▸ **Challenge**:
Print the lines of the listing below, starting at the line with "Practice. Spot the sailboat" and ending at the line with "Target: tall aluminum mast". Keep every line unchanged.

▸ **Supplied entries**:
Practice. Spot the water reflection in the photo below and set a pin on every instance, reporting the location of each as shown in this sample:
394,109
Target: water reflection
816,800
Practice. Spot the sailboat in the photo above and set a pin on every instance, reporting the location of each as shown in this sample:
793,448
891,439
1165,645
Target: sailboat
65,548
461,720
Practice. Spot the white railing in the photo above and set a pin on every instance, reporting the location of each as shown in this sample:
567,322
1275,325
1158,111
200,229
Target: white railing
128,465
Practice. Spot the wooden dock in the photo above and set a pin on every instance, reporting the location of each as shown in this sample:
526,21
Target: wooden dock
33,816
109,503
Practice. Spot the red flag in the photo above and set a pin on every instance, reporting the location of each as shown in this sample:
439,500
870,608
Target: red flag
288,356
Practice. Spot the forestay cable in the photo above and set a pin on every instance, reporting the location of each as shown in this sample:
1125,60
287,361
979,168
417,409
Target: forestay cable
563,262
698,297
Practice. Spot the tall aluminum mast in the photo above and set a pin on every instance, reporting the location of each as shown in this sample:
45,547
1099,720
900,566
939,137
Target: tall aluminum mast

...

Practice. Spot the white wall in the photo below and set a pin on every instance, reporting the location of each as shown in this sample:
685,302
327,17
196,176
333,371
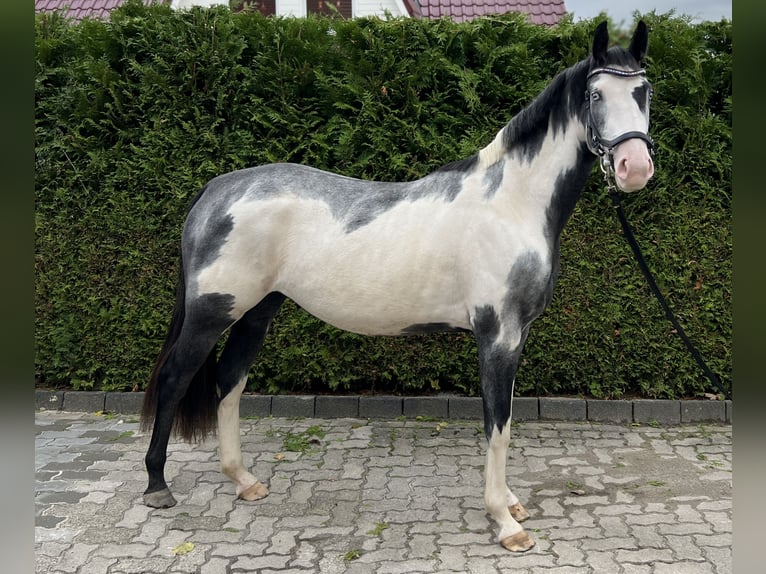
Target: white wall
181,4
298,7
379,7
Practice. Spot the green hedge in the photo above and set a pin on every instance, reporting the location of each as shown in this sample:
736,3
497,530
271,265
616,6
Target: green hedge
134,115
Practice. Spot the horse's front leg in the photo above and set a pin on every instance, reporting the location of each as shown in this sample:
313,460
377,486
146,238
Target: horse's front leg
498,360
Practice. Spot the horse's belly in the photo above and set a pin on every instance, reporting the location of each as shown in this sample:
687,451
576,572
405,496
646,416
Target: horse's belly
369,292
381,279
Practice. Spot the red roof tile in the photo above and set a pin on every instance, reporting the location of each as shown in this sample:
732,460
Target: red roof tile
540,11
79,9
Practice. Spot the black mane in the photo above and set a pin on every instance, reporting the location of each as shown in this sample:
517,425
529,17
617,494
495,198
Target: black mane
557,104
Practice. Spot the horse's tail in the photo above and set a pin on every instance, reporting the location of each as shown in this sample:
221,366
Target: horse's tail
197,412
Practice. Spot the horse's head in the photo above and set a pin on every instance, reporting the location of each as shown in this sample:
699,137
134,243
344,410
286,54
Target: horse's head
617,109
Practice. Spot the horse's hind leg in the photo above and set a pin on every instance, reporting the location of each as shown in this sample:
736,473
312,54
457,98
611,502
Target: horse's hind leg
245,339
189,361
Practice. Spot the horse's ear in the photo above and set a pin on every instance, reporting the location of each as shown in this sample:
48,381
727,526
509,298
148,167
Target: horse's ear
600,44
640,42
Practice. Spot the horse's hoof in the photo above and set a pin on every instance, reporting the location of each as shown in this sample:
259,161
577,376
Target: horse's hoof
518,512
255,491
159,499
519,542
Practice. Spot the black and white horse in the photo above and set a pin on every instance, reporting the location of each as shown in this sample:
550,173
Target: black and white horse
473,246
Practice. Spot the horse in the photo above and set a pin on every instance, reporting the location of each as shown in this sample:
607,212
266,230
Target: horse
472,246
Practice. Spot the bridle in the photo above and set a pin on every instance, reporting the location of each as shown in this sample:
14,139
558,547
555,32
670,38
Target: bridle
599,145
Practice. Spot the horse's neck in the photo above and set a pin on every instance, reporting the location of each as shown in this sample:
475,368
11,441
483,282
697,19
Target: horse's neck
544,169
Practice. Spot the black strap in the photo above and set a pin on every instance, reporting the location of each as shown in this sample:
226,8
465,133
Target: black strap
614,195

▸ **Output below**:
Practice. Spot the sailboat in the photo above and set a pin on every instance, reporting the location of each as shown in this sample:
793,448
891,439
1165,645
Target: sailboat
65,548
461,720
Practice. Spot the white railing in the photo above and set a pin on every instance, reporting the location of each as shown in this sample:
567,322
1275,325
1158,111
200,229
Target: white railing
128,465
Practice. Spot the wooden dock in the photo above and set a pin on every instance, reporting the location of each as shown in this sample:
526,21
Target: wooden dock
33,816
109,503
Practice. Spot the red flag in the photo above and set a pin on every instance, reporting the location of each as shown in this sample:
439,500
870,608
Target: red flag
288,356
Practice. Spot the forestay cable in the photo above and set a pin on every instance, reporting the location of each as shown in this sample:
1125,60
287,361
979,168
417,409
Target: forestay cable
563,262
698,297
Practice. Spot the tall aluminum mast in the photo above and set a pin on every instance, reporting the location of each as shown in this sample:
45,547
1099,720
900,566
939,137
Target: tall aluminum mast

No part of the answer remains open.